DSpace 5 database schema

Most of the functionality that DSpace uses can be offered by any standard SQL database that supports transactions. However at this time, DSpace APIS use some features specific to PostgreSQL and Oracle, so some modification to the code would be needed before DSpace would function fully with an alternative database back-end.

The org.dspace.storage.rdbms package provides access to an SQL database in a somewhat simpler form than using JDBC directly. The primary class is DatabaseManager, which executes SQL queries and returns TableRow or TableRowIterator objects.

The database schema used by DSpace is initialized and upgraded automatically using Flyway DB. The DatabaseUtils class manages all Flyway API calls, and executes the SQL migrations under the org.dspace.storage.rdbms.sqlmigration package and the Java migrations under the org.dspace.storage.rdbms.migration package.  While Flyway is automatically initialized and executed during the initialization of DatabaseManager, various Database Utilities are also available on the command line.

○ ○ ○ ○ ○ ○ ○

> _STATED GOAL 1_
Summarize the DSpace 5 database schema excerpt in two sentences.
> _STATED GOAL 2_
Please carry on the DSpace 5 database schema excerpt from its final sentence.
The entries that follow come from a separate source.

> _ENTRIES PROVIDED_
○ ○ ○ ○ ○ ○ ○

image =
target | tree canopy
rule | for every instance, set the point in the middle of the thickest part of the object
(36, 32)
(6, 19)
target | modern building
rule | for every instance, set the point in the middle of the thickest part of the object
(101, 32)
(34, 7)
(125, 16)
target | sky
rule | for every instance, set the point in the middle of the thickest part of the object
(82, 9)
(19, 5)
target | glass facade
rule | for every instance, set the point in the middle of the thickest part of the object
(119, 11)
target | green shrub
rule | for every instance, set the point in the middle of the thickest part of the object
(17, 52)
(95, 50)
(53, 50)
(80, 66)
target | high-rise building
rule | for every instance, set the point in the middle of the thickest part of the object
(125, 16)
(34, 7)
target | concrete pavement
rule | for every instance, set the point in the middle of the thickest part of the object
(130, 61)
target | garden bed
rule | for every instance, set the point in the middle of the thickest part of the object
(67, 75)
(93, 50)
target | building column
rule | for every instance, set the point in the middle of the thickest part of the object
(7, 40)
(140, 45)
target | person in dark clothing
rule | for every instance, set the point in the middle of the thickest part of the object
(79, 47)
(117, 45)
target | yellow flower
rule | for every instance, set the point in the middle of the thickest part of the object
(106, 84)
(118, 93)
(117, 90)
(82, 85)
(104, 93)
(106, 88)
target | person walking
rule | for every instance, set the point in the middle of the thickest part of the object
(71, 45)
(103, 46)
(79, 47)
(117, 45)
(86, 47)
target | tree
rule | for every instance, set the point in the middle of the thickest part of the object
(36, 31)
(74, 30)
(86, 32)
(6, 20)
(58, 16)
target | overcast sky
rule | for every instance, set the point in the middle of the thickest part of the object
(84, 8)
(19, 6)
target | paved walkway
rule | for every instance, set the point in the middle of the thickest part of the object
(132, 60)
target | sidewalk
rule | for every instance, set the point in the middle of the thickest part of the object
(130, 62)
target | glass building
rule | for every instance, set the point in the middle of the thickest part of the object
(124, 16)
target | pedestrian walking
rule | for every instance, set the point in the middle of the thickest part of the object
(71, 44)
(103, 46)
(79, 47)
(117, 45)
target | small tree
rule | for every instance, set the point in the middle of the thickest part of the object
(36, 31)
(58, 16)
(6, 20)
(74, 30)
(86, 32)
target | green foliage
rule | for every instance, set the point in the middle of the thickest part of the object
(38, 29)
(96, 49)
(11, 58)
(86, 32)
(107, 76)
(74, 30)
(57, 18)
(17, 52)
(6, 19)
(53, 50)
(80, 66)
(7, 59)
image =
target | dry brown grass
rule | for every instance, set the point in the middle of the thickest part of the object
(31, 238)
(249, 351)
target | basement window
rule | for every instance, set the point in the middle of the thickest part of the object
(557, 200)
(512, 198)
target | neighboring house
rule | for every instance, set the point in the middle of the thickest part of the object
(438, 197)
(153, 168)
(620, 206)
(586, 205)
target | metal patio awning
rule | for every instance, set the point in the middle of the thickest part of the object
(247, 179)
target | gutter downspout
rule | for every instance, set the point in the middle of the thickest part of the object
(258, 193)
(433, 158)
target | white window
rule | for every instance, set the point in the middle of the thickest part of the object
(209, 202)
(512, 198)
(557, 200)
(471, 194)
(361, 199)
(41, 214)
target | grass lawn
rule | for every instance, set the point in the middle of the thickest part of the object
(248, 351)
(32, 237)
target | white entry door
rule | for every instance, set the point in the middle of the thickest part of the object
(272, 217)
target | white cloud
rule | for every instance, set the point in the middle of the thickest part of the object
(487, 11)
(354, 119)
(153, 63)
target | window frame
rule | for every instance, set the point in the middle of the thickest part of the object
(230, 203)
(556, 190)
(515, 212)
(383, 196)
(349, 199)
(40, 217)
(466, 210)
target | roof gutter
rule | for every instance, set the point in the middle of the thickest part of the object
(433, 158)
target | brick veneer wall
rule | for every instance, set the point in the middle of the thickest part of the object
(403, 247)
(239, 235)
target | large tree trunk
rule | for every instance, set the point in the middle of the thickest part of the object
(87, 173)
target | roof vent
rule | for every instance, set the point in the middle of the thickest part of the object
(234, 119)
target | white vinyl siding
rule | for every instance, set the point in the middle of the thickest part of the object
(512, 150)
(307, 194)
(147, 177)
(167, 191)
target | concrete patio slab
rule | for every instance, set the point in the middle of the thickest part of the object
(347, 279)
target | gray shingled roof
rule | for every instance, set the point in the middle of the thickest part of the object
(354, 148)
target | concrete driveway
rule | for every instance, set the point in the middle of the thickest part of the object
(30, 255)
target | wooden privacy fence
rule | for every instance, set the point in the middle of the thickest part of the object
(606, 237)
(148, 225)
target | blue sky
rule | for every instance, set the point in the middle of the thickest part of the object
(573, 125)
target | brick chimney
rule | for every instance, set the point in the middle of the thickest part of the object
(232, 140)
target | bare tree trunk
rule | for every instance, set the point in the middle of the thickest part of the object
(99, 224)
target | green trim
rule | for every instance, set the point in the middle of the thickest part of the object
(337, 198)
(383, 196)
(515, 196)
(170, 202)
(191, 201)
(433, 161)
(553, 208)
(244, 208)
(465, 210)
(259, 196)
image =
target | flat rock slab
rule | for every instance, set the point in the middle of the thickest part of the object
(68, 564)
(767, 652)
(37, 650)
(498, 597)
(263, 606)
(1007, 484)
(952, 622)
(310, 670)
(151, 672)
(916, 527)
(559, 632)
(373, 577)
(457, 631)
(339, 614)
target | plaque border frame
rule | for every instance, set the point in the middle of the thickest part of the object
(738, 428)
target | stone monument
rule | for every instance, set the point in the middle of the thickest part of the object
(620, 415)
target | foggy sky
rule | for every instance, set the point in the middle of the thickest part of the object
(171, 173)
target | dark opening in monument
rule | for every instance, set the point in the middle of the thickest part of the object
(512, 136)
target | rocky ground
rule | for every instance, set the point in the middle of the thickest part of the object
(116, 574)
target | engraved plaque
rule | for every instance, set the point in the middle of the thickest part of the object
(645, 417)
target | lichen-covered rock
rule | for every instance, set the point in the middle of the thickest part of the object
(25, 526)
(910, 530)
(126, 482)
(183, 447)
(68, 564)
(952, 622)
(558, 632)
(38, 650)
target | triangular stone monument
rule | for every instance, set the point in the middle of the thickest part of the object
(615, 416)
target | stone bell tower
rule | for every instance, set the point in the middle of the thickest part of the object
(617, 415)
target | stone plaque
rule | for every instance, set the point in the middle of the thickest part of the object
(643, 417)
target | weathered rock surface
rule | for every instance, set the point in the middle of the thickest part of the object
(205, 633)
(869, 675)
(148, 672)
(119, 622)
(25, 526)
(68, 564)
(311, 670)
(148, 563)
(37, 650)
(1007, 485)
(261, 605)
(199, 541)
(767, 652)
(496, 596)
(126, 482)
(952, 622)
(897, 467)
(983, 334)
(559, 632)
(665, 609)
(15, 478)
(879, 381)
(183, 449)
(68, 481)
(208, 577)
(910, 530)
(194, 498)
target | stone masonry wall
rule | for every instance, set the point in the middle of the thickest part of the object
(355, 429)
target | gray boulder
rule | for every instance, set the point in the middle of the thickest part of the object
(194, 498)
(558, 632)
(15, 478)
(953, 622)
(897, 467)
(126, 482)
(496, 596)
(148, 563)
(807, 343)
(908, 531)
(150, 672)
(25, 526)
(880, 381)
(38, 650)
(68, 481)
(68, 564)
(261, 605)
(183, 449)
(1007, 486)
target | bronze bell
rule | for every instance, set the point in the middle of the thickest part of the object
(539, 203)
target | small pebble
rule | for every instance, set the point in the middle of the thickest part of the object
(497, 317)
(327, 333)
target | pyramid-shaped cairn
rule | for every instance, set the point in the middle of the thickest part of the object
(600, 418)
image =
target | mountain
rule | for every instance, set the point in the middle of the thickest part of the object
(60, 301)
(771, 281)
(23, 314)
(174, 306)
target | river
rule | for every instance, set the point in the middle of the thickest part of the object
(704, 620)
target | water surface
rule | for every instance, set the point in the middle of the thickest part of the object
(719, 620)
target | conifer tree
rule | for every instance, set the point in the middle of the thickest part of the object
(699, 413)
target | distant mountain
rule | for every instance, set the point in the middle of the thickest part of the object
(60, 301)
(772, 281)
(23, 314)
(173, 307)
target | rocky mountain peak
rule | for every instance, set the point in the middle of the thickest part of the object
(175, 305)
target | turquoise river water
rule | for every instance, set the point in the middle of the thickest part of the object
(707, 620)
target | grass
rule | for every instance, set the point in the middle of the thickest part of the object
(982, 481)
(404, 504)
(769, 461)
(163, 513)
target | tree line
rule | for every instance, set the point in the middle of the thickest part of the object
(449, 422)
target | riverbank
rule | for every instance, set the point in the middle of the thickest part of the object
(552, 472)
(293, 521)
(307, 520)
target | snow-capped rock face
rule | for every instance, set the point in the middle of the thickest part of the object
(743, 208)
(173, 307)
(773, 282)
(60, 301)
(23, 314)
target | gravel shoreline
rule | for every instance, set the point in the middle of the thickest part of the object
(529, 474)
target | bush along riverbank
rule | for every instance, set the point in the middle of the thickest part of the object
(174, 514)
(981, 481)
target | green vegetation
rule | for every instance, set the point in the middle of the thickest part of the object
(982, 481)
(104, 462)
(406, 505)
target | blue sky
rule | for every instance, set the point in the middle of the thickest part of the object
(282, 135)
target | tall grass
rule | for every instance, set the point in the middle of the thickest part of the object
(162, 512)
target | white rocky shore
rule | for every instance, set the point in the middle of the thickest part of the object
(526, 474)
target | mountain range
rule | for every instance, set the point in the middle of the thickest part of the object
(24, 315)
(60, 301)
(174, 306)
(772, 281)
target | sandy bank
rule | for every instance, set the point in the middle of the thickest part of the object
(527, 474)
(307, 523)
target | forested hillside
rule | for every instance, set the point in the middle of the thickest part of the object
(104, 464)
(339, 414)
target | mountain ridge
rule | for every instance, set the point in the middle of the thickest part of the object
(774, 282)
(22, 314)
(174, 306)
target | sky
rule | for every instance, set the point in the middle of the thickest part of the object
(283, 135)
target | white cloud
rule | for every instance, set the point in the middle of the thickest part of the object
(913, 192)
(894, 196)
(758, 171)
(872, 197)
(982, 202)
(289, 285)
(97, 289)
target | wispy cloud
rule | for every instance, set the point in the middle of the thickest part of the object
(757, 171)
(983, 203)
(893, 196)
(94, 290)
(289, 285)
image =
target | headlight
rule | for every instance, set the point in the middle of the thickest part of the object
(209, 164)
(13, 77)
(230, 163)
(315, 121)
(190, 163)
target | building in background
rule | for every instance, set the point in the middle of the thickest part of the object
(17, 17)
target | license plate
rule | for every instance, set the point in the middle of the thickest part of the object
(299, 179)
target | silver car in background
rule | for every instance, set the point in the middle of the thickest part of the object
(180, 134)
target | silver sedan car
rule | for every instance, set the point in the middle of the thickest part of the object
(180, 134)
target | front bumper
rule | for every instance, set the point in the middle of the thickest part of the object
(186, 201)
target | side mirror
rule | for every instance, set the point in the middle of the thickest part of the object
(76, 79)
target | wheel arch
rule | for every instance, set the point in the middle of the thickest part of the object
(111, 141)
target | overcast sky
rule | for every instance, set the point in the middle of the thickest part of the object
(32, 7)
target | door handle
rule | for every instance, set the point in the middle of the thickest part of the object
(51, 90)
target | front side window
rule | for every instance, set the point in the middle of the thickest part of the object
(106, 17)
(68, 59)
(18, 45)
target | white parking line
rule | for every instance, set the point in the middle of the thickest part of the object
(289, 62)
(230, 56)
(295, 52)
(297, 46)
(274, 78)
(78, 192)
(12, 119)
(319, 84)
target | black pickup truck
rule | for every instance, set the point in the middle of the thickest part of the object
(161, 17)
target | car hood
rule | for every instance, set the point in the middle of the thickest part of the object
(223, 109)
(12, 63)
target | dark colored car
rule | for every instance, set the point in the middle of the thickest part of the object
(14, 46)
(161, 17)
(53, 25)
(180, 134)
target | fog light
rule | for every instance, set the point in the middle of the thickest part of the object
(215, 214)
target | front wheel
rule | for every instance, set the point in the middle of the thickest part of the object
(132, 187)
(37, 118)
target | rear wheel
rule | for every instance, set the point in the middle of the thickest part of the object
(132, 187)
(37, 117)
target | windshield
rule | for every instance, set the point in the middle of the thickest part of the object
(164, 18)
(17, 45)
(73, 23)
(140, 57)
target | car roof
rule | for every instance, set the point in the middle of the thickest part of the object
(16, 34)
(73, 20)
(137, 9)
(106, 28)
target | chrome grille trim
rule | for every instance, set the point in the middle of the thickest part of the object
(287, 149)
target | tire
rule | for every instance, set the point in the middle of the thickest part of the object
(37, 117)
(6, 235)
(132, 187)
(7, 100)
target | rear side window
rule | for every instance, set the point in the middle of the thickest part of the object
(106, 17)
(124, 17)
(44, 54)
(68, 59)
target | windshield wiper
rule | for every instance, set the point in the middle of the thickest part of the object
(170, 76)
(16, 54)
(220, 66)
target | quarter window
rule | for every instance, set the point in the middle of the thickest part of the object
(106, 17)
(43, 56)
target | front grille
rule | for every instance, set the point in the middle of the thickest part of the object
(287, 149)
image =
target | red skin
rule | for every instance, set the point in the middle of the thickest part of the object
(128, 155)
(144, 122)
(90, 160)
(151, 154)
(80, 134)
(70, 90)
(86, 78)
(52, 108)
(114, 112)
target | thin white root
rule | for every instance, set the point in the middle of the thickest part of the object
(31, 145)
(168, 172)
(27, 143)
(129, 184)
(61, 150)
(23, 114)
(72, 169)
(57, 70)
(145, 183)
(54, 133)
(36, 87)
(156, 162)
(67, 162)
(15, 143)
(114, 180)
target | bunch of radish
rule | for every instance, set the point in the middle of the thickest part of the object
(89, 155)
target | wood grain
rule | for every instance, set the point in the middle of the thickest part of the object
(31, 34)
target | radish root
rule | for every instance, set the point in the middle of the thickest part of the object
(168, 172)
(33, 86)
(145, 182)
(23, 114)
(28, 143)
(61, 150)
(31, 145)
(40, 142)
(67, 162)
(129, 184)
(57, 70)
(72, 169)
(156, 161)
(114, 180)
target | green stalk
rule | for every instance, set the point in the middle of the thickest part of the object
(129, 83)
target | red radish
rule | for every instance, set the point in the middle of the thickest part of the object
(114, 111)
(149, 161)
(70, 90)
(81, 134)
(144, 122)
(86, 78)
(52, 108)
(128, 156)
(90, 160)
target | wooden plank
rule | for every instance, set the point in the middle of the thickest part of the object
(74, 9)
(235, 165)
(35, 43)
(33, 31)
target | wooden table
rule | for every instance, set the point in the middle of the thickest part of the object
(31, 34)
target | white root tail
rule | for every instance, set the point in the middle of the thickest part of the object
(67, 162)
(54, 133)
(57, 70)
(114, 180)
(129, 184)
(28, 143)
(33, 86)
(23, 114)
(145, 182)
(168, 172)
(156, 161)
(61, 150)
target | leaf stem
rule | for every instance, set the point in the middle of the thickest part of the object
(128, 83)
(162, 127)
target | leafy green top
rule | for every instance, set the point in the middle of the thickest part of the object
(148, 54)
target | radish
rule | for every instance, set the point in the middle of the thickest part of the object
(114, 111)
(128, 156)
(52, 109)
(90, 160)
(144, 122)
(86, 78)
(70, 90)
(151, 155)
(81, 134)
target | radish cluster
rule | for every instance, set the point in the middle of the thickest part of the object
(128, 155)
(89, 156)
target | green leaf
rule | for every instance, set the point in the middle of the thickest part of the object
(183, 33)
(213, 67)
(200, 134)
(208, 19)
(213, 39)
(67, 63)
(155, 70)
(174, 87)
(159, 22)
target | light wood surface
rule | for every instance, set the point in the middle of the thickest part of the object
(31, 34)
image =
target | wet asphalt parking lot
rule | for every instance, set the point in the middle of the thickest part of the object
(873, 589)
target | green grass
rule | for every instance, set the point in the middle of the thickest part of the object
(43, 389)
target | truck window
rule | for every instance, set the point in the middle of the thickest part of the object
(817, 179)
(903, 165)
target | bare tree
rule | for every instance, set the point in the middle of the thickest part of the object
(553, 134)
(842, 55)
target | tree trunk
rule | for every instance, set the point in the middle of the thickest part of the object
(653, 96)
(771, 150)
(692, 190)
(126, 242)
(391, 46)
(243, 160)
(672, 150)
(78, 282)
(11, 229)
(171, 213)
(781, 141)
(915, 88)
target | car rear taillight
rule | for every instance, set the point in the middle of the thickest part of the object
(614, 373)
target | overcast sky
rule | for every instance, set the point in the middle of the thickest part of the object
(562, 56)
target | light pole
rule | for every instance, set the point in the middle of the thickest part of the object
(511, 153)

○ ○ ○ ○ ○ ○ ○

> _EXPECTED ANSWER 1_
DSpace can mostly use any standard SQL database that supports transactions, but its APIs depend on some features specific to PostgreSQL and Oracle, so other back-ends would require code changes. Database access runs through the org.dspace.storage.rdbms package, whose DatabaseManager class executes SQL queries, and the schema is initialized and upgraded automatically with Flyway DB through the DatabaseUtils class.

> _EXPECTED ANSWER 2_
New in DSpace 5.x: Metadata for all DSpace objects

There were several changes between the DSpace 4 and 5 database schema, related to the new "Metadata for all Dspace objects" improvements. Full detail can be found here:

Metadata for all DSpace objects 

Maintenance and Backup

When using PostgreSQL, it's a good idea to perform regular 'vacuuming' of the database to optimize performance. By default, PostgreSQL performs automatic vacuuming on your behalf.  However, if you have this feature disabled, then we recommend scheduling the vacuumdb command to run on a regular basis.

# clean up the database nightly
40 2 * * * /usr/local/pgsql/bin/vacuumdb --analyze dspace > /dev/null 2>&1

 

Backups: The DSpace database can be backed up and restored using usual PostgreSQL Backup and Restore methods, for example with pg_dump and psql. However when restoring a database, you will need to perform these additional steps:

Configuring the RDBMS Component

The database manager is configured with the following properties in dspace.cfg:

db.url

The JDBC URL to use for accessing the database. This should not point to a connection pool, since DSpace already implements a connection pool.

db.driver

JDBC driver class name. Since presently, DSpace uses PostgreSQL-specific features, this should be org.postgresql.Driver.

db.username

Username to use when accessing the database.

db.password

Corresponding password ot use when accessing the database.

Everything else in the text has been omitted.